The most difficult thing I've found with the B is that sometimes, you have to let her cry.
We came downstairs a few minutes ago. She'd just finished eating and I changed her, then we migrated to the living room. I needed to pay the bills (let me just herald right now how much easier this is with BofA online bill pay) and I can't really do that and hold her at the same time as bill paying is a two-handed effort, even online.
She's in her playyard bassinet, where I put her as soon as we came down here. She laid there for a few minutes, then decided she was lonely (again, she's fed, she's changed, she's not sick, and she's not bored, as we played for awhile upstairs and she'd started to do that gaze avoidance thing little babies do when they don't want to play anymore). She yawned several times while I changed her, and I know she's drowsy enough to sleep.
However, she took a left turn at sleep and proceeded directly to, "I'm lonely; pick me up, dammit!" and cried the most heartbreaking keening little cries. Not the screaming she does when she needs a change or a meal, but sad little whimpery noises because she's not with me, even though she is close enough to where I'm sitting that I can literally reach in and touch her foot.

#### What the task requires:
Rewrite the post about letting the baby cry starting at "However, she took" and ending at "touch her foot.", with "heartbreaking" swapped for "sorrowful".

#### Rows:
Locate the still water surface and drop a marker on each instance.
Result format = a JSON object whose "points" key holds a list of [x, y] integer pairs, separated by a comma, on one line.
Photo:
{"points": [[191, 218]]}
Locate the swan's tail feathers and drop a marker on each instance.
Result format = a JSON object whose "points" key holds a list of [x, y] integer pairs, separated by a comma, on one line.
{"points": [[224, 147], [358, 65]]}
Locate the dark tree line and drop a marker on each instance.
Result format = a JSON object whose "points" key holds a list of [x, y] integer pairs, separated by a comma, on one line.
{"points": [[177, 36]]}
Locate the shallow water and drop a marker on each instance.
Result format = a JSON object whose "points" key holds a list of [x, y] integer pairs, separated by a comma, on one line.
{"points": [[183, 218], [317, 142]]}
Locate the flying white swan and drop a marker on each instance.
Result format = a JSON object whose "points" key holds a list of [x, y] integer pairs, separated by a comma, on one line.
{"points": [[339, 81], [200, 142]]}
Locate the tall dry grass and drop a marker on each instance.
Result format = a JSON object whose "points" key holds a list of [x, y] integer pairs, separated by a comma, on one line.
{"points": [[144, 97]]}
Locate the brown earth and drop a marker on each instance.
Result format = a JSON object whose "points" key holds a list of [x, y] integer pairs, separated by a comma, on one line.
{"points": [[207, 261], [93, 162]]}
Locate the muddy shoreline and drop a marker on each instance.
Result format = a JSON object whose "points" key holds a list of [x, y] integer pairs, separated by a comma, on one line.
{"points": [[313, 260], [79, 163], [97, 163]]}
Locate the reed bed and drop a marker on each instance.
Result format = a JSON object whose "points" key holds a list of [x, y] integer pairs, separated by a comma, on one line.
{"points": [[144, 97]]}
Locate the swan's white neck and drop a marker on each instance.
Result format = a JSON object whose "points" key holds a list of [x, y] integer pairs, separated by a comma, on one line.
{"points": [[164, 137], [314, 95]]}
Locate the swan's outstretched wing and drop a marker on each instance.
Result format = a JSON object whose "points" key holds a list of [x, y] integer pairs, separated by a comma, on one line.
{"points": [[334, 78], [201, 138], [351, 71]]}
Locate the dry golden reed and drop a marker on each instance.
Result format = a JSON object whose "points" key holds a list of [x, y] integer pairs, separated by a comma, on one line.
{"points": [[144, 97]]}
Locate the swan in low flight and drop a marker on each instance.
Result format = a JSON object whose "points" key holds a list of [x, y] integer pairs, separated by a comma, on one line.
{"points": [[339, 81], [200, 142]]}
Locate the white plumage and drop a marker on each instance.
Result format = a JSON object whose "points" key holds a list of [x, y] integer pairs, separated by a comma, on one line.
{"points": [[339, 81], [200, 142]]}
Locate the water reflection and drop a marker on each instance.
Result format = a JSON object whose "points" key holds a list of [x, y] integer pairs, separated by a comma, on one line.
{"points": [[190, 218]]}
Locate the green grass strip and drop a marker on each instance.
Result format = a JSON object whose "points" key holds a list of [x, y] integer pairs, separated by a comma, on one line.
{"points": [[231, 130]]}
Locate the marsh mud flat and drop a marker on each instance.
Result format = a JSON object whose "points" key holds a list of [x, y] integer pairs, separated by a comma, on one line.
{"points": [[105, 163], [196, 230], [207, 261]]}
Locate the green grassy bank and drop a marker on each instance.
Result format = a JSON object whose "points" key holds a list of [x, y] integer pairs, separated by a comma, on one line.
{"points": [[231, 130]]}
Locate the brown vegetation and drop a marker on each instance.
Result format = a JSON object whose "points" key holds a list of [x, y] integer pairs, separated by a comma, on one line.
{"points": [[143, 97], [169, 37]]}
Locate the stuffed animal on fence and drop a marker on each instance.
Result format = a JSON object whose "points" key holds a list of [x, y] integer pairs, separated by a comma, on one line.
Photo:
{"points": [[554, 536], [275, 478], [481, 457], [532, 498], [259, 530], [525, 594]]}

#### Solution to this task:
However, she took a left turn at sleep and proceeded directly to, "I'm lonely; pick me up, dammit!" and cried the most sorrowful keening little cries. Not the screaming she does when she needs a change or a meal, but sad little whimpery noises because she's not with me, even though she is close enough to where I'm sitting that I can literally reach in and touch her foot.